Start of Source data

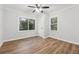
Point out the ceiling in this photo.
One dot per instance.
(23, 7)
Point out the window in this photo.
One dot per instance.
(54, 23)
(26, 24)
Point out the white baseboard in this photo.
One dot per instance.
(1, 43)
(64, 40)
(18, 38)
(42, 37)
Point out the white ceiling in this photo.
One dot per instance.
(24, 7)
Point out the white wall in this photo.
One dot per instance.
(68, 24)
(1, 24)
(11, 22)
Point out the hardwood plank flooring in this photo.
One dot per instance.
(38, 45)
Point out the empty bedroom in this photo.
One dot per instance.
(39, 28)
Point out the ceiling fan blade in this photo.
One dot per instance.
(45, 7)
(36, 5)
(34, 11)
(42, 11)
(32, 6)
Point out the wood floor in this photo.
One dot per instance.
(38, 45)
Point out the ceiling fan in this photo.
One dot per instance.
(39, 8)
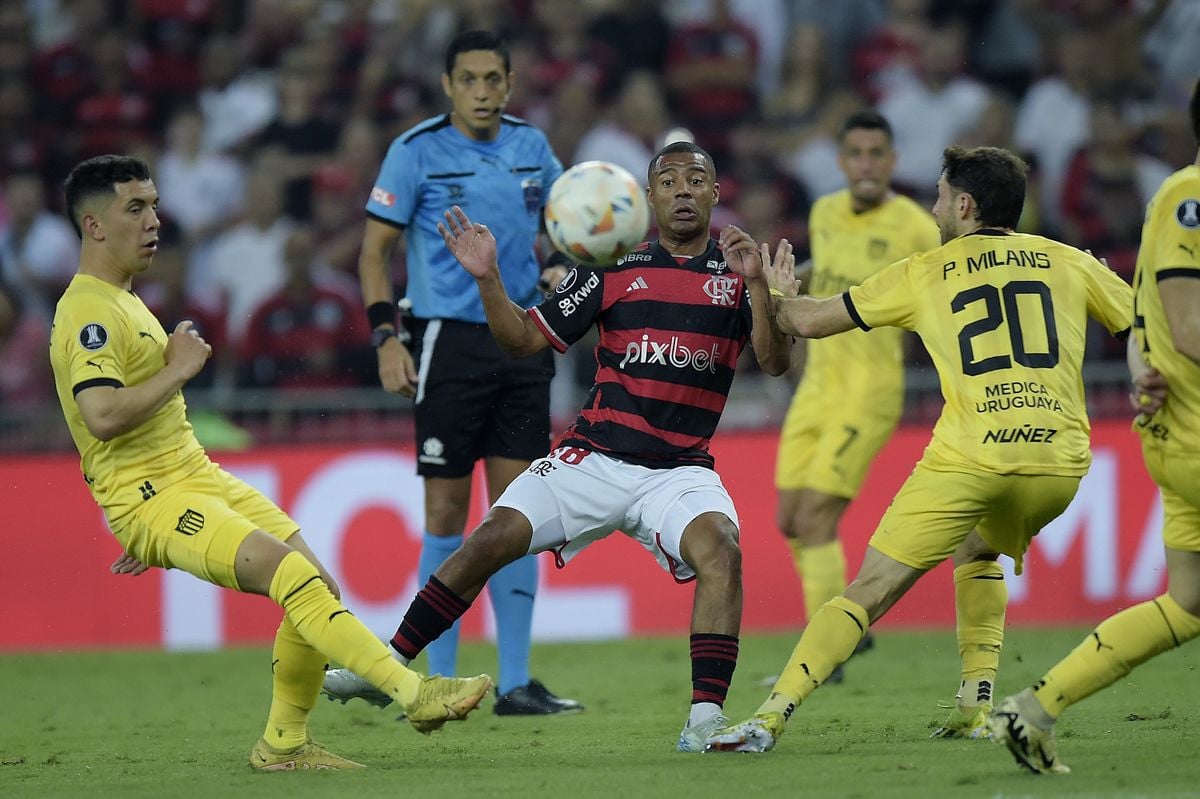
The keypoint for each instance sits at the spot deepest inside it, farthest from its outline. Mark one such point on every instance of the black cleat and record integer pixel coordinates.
(533, 700)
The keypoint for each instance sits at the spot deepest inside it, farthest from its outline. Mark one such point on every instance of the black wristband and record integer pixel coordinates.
(381, 313)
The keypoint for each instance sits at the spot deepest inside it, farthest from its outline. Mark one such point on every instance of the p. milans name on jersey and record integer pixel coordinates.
(995, 258)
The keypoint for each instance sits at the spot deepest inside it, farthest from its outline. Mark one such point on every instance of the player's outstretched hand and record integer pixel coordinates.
(780, 271)
(473, 245)
(1149, 392)
(741, 252)
(127, 565)
(186, 350)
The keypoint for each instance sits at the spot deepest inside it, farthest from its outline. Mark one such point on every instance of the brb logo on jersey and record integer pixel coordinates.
(93, 336)
(723, 289)
(671, 353)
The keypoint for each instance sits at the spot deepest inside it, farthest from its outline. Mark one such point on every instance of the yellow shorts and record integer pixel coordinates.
(198, 523)
(1179, 479)
(935, 510)
(827, 451)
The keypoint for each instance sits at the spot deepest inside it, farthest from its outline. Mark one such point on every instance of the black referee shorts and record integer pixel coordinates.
(473, 401)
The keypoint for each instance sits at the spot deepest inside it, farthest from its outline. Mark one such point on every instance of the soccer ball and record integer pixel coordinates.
(597, 212)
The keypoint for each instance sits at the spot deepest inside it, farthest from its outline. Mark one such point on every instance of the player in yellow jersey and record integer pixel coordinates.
(1167, 342)
(119, 378)
(851, 396)
(1003, 318)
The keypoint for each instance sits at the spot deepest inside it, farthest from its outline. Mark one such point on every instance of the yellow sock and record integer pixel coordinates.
(330, 629)
(979, 600)
(297, 673)
(827, 642)
(822, 570)
(1119, 644)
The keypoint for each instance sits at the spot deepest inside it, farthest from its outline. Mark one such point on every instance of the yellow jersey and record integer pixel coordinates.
(1003, 317)
(1170, 247)
(103, 335)
(847, 248)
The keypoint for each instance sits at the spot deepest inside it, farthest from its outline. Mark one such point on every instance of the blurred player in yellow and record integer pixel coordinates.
(851, 396)
(119, 378)
(1167, 343)
(1003, 317)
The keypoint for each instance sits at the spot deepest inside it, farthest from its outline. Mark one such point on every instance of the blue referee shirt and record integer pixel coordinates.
(502, 184)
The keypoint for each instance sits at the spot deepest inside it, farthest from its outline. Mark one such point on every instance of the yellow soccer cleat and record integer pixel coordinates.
(1032, 746)
(445, 698)
(760, 733)
(305, 757)
(965, 722)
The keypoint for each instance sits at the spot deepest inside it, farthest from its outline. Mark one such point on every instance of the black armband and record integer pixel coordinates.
(381, 313)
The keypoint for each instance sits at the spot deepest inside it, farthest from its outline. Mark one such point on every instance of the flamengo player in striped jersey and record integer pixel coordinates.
(1167, 343)
(672, 318)
(1003, 317)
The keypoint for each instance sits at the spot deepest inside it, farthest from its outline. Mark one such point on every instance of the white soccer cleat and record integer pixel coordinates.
(343, 685)
(755, 734)
(1031, 745)
(695, 738)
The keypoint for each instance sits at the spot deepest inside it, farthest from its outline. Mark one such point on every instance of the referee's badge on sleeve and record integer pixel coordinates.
(93, 336)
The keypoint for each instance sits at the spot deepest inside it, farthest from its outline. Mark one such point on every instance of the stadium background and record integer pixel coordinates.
(264, 124)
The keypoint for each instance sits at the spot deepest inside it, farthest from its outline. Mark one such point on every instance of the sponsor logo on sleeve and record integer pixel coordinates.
(1187, 214)
(93, 336)
(383, 197)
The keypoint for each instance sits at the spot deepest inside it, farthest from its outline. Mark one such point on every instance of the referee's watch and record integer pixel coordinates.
(379, 336)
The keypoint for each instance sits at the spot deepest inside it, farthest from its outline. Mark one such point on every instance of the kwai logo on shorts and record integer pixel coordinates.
(93, 336)
(432, 450)
(671, 353)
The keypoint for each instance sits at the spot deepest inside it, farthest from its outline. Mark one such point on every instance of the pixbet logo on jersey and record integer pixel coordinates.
(671, 353)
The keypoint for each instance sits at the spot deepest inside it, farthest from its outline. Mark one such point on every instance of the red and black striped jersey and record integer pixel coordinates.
(670, 338)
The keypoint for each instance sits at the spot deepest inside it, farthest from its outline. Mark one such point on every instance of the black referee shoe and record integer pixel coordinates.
(532, 700)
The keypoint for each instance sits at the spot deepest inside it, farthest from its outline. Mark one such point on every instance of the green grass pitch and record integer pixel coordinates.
(148, 724)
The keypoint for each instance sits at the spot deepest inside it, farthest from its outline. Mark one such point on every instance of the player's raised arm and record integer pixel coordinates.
(111, 410)
(772, 348)
(474, 246)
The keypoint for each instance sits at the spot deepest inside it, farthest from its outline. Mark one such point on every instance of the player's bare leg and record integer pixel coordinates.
(709, 545)
(827, 642)
(981, 599)
(809, 521)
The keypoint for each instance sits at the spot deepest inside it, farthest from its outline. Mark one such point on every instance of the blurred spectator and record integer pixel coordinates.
(235, 103)
(1171, 47)
(844, 24)
(636, 30)
(630, 133)
(1053, 118)
(246, 262)
(39, 250)
(930, 109)
(201, 191)
(301, 137)
(1107, 190)
(27, 142)
(712, 64)
(337, 218)
(25, 378)
(117, 113)
(893, 48)
(306, 335)
(767, 19)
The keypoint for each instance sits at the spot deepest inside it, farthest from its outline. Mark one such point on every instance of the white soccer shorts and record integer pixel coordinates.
(574, 497)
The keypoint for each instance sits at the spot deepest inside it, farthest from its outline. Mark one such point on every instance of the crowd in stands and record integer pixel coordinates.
(265, 121)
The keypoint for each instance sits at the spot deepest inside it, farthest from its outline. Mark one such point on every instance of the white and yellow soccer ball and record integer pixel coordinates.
(597, 212)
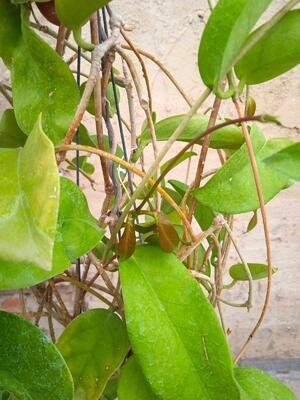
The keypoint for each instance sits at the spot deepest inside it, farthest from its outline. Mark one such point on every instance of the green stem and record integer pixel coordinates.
(81, 42)
(154, 167)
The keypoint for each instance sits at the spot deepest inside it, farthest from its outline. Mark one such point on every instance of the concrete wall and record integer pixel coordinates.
(170, 29)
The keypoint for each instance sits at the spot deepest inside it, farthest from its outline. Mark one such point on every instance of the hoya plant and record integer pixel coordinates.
(154, 256)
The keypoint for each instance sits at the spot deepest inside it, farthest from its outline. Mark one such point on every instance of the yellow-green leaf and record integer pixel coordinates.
(29, 201)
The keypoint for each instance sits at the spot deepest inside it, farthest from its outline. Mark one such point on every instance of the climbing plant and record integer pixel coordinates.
(155, 254)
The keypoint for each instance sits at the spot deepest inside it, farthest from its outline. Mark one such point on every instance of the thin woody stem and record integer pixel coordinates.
(266, 230)
(134, 170)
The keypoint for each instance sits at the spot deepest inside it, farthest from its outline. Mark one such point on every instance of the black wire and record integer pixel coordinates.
(120, 124)
(113, 80)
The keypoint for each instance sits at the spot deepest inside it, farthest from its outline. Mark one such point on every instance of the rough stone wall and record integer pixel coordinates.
(170, 29)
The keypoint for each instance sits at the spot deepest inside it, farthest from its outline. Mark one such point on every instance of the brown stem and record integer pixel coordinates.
(204, 150)
(266, 230)
(61, 40)
(98, 101)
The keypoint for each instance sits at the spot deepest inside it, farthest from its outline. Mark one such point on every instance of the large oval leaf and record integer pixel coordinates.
(260, 386)
(42, 82)
(232, 189)
(229, 137)
(31, 367)
(274, 54)
(10, 31)
(133, 384)
(226, 31)
(77, 232)
(79, 229)
(11, 135)
(29, 201)
(74, 14)
(286, 162)
(94, 345)
(173, 329)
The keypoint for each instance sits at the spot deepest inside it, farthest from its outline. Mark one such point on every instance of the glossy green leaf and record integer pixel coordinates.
(10, 30)
(75, 14)
(260, 386)
(42, 83)
(11, 135)
(258, 271)
(230, 137)
(224, 35)
(274, 54)
(94, 346)
(29, 208)
(110, 391)
(232, 189)
(178, 355)
(77, 232)
(181, 159)
(31, 367)
(286, 162)
(133, 384)
(253, 222)
(79, 229)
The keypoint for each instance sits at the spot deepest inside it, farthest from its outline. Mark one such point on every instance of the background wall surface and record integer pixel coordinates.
(170, 29)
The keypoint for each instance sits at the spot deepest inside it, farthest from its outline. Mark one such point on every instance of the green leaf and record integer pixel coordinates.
(10, 31)
(79, 229)
(77, 232)
(75, 14)
(224, 35)
(133, 384)
(258, 271)
(110, 391)
(31, 367)
(260, 386)
(29, 202)
(253, 222)
(286, 162)
(232, 189)
(178, 355)
(11, 135)
(230, 137)
(42, 82)
(274, 54)
(181, 159)
(94, 346)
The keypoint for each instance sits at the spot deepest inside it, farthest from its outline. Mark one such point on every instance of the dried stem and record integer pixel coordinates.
(266, 230)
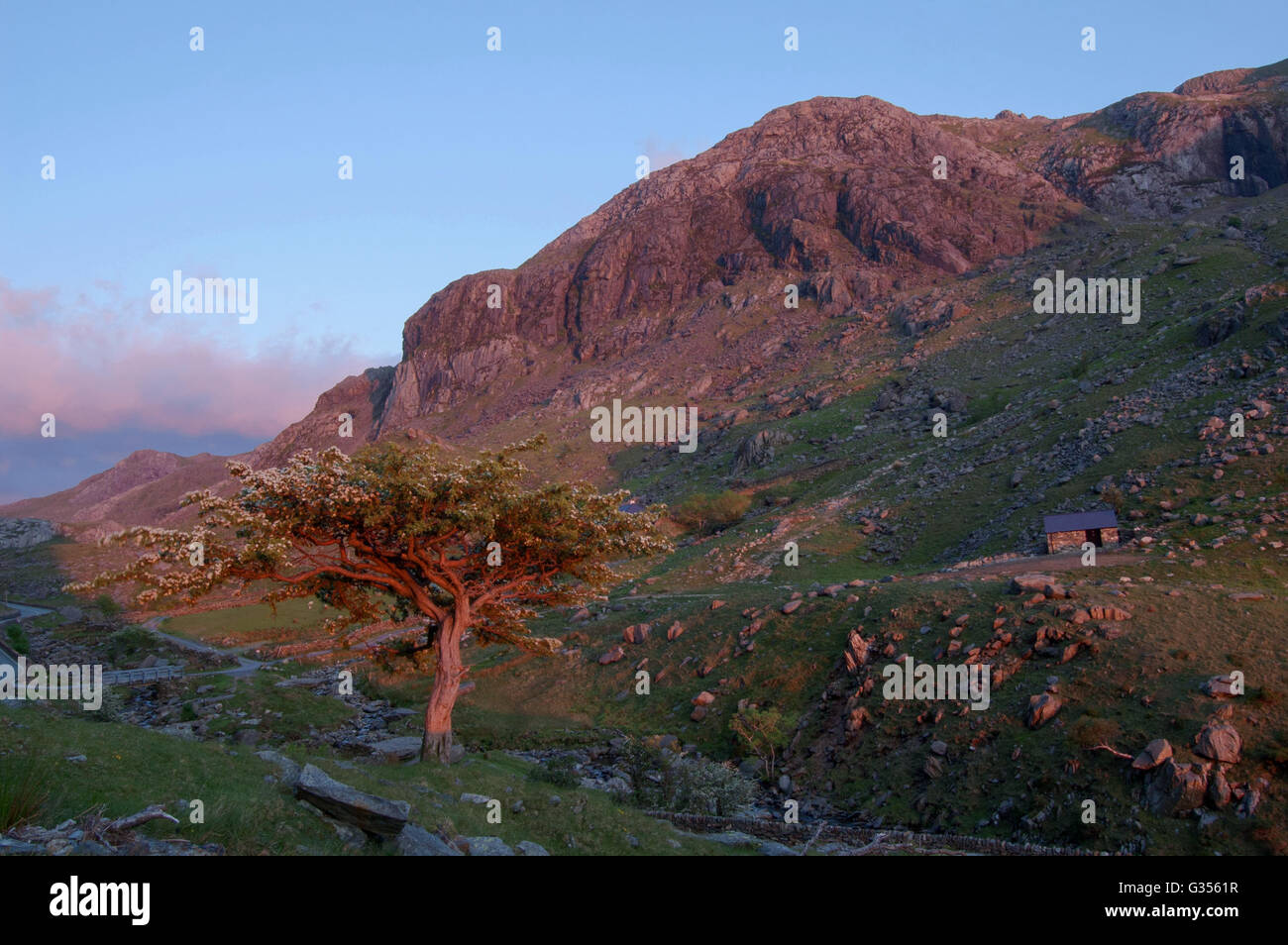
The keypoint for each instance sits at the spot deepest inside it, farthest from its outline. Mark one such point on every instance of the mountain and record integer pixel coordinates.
(673, 290)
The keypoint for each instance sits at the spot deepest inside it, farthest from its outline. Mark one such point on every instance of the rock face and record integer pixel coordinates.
(22, 533)
(833, 196)
(1155, 154)
(374, 815)
(416, 841)
(1219, 742)
(1176, 788)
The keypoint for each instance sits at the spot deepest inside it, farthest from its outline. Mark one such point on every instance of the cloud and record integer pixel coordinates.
(664, 154)
(106, 362)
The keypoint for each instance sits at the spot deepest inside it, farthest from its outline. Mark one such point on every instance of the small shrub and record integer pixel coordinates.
(559, 772)
(763, 731)
(1089, 731)
(18, 638)
(22, 793)
(106, 605)
(662, 781)
(711, 511)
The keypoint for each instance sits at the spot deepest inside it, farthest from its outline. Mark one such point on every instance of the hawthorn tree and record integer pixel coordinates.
(393, 531)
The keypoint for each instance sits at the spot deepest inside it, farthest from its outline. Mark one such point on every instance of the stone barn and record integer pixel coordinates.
(1072, 531)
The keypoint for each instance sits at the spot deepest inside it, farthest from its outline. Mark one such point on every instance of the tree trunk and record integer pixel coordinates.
(437, 743)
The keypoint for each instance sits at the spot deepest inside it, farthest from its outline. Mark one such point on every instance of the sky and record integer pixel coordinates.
(223, 162)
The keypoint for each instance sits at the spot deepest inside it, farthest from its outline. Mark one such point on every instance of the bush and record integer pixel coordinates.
(1089, 731)
(763, 731)
(22, 791)
(18, 638)
(129, 643)
(106, 605)
(559, 772)
(662, 781)
(711, 511)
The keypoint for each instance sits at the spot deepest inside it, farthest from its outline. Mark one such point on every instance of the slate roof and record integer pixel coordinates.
(1080, 522)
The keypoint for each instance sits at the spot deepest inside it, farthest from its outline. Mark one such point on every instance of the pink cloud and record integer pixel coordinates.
(107, 362)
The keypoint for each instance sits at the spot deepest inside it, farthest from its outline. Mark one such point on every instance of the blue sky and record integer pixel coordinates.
(223, 162)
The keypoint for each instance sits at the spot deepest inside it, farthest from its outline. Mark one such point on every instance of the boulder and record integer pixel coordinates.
(1030, 583)
(1041, 709)
(635, 634)
(402, 748)
(1220, 687)
(416, 841)
(1154, 755)
(375, 815)
(487, 846)
(1108, 613)
(1219, 742)
(1219, 789)
(1176, 788)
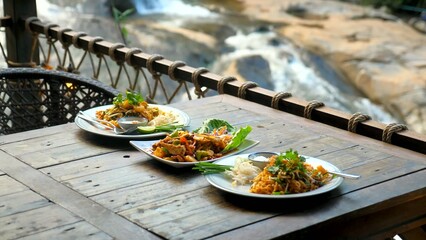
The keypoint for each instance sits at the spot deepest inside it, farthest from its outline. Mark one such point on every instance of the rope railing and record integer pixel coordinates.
(203, 80)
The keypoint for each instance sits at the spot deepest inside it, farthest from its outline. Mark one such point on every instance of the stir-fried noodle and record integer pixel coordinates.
(289, 173)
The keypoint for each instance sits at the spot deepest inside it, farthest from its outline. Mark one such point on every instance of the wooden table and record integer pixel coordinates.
(62, 182)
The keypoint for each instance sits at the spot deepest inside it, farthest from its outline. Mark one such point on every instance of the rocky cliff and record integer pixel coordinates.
(378, 53)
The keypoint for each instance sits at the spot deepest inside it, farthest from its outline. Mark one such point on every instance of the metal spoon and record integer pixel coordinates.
(260, 159)
(101, 123)
(130, 124)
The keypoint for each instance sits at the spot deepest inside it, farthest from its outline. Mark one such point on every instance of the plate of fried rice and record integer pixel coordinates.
(288, 179)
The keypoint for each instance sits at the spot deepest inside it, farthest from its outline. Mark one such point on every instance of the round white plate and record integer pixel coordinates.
(146, 147)
(224, 183)
(181, 117)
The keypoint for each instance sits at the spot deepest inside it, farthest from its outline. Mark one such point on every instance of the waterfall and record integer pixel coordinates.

End of Source data

_Directions for this task_
Repeat the material word for word, from the line containing "referee shorts and record integer pixel coordinates." through the line containing "(1003, 318)", with both of those lines included.

_Response_
The keypoint for each instance sits at the spot deepest inside it, farthest from its outline. Mark one such point on every instance of the black referee shorts and record integer pixel coordinates.
(473, 401)
The keypoint for each instance sits at the spot deepest inside it, farthest from its outline. Mark one such point on every instance of the soccer ball and record integer pixel coordinates.
(597, 212)
The keypoint for each instance sits at the spot deepest inside it, farthest from its outline. Mark one such point on every instance of the player in yellow jersey and record integer pixel coordinates.
(1167, 342)
(119, 378)
(851, 396)
(1003, 318)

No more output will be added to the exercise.